# Wrangle Act
### By Julio Uribe

The purpose of this project is to exapnd on wrangling abilities. In this file we will gather data about "weRateDogs" twitter posts from a couple of different sources: directly from Twitter API, using the provided twitter enhanced file for tweet id's, and pulling from udacity's server to look at neural net results in a tsv file.

# Setup: Import  Modules

In [1]:
import tweepy
from tweepy import OAuthHandler
import json
import numpy as np
from timeit import default_timer as timer
import pandas as pd
import requests

# Gather Data

## First Source File: Twitter Enhanced file and set up API keys

In [2]:
#load file info into dataframe for tweet id's to use later
twitter_archive = pd.read_csv('twitter-archive-enhanced.csv')
#load tweet ids for api extraction
tweet_ids = twitter_archive.tweet_id.values

#Set up API credentials from file outside directory
creds = []
with open('/Users/Jules/Desktop/DAND/twitter_credentials.txt', 'r') as f:
    creds = f.read().split("'")

---*---

EXERCISE INSTRUCTIONS.
(a) What file format holds the neural net results that the Wrangle Act notebook pulls from Udacity's server?
(b) Revise the Wrangle Act notebook by writing out the part that opens with the words containing "## First Source" and closes with "twitter_archive = pd.read_csv('twitter-archive-enhanced.csv')", changing "dataframe" to "table".

COLLECTED MATERIAL.
---*---

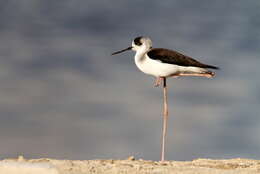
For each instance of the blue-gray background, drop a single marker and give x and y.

---*---

COMPLETE ANSWERS.
(a) A tsv file.

(b)
## First Source File: Twitter Enhanced file and set up API keys

In [2]:
#load file info into table for tweet id's to use later
twitter_archive = pd.read_csv('twitter-archive-enhanced.csv')